━━━ SUPPLIED ENTRIES
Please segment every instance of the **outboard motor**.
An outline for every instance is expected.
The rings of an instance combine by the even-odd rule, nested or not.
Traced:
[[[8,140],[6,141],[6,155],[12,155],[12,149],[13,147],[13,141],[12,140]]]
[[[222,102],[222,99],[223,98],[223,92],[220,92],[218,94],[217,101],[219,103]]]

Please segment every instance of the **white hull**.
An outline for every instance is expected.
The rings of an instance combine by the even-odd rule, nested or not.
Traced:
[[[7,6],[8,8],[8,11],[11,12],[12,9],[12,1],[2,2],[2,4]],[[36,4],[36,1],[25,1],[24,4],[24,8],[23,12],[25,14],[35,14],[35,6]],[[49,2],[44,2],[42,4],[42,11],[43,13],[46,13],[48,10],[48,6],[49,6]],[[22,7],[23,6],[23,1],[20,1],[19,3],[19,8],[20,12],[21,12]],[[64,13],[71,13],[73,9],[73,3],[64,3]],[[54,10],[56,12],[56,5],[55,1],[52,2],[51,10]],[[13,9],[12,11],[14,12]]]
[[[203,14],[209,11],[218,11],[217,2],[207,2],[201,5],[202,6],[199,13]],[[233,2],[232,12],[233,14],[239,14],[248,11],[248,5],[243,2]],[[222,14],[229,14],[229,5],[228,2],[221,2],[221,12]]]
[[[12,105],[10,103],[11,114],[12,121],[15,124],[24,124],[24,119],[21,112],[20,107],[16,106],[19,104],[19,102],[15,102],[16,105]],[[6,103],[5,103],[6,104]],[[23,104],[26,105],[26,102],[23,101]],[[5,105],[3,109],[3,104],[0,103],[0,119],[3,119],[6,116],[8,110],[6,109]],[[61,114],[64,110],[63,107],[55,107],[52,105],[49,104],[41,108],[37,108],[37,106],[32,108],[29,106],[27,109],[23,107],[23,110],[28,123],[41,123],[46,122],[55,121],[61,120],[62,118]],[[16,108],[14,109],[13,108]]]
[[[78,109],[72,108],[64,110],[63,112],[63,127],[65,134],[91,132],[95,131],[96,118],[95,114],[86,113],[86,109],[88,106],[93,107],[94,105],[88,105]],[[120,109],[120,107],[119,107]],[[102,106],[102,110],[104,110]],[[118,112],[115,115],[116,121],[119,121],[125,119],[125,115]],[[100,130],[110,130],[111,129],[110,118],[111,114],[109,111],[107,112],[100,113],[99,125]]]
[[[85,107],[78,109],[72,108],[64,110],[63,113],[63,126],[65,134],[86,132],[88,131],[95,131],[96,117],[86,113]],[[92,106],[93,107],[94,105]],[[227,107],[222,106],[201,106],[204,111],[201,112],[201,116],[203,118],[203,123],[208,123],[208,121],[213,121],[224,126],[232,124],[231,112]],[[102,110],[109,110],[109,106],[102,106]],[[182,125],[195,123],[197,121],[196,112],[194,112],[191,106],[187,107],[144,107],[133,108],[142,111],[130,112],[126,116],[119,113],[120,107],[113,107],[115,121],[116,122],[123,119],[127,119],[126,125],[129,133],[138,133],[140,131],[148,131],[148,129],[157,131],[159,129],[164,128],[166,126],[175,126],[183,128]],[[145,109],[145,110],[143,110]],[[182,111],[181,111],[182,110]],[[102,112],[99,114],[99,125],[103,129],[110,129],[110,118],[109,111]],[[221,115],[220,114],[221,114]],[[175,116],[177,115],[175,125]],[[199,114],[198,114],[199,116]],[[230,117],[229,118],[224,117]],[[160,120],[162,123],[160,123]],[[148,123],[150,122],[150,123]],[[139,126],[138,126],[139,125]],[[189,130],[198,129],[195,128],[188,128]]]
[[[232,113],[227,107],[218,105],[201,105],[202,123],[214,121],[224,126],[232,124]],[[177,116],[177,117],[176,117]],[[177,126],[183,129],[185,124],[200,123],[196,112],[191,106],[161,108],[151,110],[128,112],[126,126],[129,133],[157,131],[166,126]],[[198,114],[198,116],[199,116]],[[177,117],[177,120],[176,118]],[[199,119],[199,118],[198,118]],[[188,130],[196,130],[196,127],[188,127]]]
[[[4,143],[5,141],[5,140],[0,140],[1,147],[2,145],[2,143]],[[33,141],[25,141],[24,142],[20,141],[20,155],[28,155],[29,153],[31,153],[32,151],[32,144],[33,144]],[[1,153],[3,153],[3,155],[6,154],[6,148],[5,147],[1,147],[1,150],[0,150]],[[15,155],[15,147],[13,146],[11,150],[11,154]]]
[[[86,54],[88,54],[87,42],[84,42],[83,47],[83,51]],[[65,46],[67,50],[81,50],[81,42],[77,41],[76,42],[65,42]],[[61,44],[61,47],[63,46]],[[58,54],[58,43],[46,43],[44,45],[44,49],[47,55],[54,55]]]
━━━━━━
(WORK TO COMPLETE): How many lines in the rows above contain the word "every"? Reply with the number only.

(FINISHED ANSWER): 4